Exercise aim
Exactly how many lines in the data below contain the string "curtain"? Give that number and nothing else.

Extracted data entries
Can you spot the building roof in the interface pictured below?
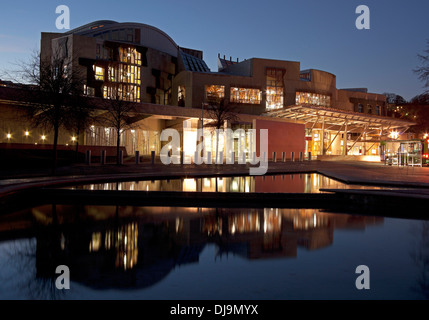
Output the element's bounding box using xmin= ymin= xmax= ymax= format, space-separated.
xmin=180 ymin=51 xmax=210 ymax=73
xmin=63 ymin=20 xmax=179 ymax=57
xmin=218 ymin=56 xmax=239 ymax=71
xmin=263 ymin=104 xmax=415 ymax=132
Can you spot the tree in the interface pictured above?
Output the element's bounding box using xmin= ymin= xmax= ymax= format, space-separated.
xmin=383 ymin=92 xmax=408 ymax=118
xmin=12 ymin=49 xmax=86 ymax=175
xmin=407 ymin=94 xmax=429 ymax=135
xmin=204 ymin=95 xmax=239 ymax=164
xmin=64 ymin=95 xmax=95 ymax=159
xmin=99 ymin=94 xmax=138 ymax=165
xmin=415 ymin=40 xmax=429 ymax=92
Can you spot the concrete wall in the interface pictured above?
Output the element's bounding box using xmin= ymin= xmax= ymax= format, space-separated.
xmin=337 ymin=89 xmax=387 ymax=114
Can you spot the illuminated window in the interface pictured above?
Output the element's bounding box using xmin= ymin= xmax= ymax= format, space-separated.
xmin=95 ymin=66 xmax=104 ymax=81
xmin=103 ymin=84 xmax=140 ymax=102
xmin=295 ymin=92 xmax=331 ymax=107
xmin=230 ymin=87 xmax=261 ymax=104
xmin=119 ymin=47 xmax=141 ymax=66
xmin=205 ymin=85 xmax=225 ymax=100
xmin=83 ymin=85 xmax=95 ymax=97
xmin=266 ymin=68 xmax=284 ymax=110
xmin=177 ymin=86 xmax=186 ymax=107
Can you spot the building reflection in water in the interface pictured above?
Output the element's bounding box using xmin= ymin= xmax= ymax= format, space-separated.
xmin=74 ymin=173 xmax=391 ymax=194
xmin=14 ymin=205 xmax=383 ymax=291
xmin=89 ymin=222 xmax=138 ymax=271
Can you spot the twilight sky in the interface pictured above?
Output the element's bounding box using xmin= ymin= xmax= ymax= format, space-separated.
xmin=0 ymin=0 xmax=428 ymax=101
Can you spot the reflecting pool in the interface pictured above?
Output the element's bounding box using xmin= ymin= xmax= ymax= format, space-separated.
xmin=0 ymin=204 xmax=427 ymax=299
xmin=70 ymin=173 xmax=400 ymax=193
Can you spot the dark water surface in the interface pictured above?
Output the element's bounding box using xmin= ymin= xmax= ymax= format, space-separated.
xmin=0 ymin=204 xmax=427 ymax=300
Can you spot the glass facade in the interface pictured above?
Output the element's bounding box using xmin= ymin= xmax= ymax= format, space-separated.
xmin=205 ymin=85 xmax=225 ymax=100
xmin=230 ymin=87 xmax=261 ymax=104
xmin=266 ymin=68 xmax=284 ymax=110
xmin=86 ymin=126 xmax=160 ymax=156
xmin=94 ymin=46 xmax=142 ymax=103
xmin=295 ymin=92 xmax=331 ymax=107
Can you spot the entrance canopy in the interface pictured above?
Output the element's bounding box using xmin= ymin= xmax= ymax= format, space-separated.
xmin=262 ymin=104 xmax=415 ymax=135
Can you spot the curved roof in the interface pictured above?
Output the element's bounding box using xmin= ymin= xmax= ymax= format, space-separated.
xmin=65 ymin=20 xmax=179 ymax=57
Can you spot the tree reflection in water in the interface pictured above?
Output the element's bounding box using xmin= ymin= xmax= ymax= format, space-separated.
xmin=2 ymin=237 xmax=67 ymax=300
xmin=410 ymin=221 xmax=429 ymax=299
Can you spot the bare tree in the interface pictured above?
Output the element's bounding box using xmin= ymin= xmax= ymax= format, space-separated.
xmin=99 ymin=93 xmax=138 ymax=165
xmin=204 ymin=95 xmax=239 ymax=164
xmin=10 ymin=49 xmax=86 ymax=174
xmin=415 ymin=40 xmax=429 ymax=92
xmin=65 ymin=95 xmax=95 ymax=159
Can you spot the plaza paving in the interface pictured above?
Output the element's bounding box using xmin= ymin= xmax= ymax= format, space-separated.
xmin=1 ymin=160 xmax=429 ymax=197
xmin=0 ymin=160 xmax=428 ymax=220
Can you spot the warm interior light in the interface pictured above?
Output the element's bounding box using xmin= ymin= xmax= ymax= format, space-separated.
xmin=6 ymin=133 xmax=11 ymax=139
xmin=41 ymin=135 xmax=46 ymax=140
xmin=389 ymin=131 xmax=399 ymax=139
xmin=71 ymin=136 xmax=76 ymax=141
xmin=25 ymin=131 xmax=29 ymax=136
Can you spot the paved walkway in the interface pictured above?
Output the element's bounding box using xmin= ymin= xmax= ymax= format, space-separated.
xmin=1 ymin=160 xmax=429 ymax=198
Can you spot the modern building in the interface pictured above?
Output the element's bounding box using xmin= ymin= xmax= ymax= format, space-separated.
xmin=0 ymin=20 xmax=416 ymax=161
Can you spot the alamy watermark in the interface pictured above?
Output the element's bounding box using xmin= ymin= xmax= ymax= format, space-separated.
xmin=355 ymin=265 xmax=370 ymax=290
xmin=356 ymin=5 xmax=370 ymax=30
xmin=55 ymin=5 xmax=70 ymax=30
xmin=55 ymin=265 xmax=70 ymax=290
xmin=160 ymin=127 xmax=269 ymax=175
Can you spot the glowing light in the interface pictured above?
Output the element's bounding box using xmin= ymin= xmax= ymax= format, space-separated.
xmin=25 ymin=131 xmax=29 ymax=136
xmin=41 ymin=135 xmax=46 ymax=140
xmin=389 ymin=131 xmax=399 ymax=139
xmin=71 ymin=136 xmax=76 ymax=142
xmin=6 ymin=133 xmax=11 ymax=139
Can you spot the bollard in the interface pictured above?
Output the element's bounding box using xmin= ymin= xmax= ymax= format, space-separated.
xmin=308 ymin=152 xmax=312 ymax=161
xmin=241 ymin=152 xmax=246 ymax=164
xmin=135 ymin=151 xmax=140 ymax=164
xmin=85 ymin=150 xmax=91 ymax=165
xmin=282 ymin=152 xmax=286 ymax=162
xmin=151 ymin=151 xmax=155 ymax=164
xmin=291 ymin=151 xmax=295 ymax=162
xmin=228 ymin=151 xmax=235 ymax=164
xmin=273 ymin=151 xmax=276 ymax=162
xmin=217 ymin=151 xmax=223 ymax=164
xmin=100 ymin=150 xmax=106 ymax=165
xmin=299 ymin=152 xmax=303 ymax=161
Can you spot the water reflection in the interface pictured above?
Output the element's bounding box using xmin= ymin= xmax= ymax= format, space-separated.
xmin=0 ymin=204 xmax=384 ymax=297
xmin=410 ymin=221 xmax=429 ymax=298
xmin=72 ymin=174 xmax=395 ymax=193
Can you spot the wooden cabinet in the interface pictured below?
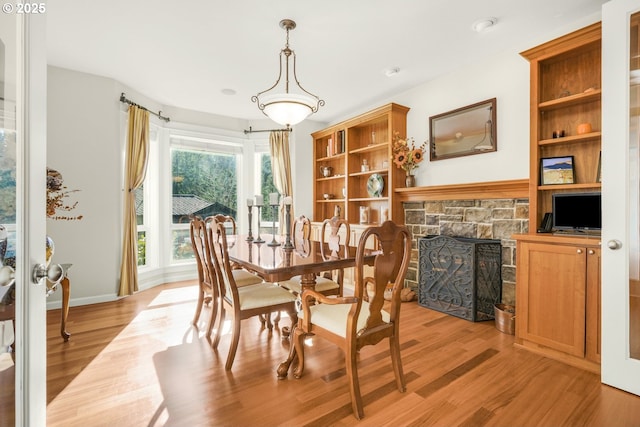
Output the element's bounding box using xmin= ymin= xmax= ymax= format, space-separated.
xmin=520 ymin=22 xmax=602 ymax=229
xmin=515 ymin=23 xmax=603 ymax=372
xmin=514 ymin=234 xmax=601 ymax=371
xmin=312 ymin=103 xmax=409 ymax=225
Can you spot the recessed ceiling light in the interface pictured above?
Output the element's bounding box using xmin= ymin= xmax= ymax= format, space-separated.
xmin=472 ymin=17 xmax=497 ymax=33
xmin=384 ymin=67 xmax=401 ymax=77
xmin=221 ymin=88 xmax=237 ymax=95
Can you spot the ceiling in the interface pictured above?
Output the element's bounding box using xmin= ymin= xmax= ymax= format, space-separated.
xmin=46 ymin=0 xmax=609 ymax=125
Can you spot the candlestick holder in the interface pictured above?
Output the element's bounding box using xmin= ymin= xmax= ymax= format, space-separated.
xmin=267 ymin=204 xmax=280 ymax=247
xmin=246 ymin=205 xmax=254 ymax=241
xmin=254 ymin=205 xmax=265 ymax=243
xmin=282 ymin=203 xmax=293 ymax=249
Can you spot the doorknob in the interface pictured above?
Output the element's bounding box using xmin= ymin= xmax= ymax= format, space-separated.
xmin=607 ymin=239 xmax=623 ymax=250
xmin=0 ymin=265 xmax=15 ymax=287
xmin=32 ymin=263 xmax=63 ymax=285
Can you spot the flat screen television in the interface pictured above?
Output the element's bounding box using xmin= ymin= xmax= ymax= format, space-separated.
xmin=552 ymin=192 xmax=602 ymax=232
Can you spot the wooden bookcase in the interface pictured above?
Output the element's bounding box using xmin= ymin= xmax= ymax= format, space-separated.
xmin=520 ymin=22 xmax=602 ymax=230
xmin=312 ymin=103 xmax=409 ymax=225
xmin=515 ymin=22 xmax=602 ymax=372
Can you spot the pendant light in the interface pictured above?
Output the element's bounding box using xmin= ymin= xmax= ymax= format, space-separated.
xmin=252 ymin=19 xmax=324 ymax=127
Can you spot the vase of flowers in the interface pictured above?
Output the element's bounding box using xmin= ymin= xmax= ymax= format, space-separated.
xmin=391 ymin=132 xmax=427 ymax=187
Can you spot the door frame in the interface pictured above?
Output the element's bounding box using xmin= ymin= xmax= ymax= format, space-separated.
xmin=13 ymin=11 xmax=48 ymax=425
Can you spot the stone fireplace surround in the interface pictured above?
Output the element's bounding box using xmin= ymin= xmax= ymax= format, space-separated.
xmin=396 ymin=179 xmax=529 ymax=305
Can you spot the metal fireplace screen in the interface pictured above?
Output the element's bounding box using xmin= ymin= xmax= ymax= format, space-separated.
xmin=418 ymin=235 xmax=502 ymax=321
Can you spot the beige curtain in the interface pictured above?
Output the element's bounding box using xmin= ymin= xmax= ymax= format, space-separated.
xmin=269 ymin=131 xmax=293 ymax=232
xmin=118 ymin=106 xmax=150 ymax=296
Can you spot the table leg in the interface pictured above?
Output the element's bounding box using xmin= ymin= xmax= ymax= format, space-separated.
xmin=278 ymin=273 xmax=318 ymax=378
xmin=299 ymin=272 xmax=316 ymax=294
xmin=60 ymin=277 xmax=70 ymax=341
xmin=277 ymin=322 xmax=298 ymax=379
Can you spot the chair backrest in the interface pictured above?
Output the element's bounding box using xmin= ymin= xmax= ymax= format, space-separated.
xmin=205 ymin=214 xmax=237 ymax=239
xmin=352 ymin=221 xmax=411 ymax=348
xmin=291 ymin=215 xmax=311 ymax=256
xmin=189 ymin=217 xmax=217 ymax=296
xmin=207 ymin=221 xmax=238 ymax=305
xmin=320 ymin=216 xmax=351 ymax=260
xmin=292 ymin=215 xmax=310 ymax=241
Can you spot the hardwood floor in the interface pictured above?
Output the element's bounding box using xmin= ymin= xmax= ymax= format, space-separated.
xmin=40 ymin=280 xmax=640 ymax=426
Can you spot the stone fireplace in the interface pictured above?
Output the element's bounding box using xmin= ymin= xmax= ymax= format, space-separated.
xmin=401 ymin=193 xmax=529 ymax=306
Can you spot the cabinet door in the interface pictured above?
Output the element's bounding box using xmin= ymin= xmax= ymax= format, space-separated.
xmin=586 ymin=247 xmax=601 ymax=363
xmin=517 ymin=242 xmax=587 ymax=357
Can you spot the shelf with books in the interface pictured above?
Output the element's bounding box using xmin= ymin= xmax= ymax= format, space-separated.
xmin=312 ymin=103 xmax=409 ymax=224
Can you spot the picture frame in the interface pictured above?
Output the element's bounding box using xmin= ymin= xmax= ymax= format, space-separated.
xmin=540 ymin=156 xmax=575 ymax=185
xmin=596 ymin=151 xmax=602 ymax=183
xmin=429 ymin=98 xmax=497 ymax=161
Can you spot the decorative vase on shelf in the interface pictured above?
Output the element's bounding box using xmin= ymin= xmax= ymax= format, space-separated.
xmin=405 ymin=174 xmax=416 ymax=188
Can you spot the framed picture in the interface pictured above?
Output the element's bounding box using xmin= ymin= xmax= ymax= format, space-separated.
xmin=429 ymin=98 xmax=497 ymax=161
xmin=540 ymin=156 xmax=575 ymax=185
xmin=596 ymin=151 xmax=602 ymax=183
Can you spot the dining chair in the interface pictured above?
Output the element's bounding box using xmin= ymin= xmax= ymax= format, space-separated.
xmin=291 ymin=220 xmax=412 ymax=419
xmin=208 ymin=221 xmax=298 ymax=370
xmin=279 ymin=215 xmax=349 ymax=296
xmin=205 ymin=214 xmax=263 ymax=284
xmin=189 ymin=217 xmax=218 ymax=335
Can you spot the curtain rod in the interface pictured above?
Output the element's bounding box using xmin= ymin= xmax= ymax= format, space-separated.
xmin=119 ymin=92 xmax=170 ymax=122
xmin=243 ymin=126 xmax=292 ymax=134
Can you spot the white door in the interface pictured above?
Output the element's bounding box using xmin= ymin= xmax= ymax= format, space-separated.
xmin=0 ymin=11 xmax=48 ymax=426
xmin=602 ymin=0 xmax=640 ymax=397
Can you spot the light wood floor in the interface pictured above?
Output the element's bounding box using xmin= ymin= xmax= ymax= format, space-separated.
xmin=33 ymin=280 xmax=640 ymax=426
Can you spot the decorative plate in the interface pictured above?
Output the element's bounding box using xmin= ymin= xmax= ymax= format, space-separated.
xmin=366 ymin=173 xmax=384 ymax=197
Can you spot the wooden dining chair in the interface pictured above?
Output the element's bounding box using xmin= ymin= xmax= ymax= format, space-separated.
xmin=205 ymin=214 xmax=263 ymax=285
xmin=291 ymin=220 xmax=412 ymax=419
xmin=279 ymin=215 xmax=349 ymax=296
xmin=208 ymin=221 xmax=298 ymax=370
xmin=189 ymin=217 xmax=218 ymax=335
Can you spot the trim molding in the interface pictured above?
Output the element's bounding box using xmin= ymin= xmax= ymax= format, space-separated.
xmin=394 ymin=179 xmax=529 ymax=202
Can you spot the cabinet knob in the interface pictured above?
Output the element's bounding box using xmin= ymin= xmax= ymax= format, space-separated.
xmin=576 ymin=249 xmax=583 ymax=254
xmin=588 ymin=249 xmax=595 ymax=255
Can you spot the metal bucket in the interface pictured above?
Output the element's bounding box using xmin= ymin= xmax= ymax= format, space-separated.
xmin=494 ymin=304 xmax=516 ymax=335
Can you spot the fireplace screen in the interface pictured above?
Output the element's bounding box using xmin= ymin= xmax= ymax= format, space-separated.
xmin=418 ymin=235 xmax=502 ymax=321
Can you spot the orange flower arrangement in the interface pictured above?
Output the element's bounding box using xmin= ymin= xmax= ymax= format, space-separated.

Reply to the task
2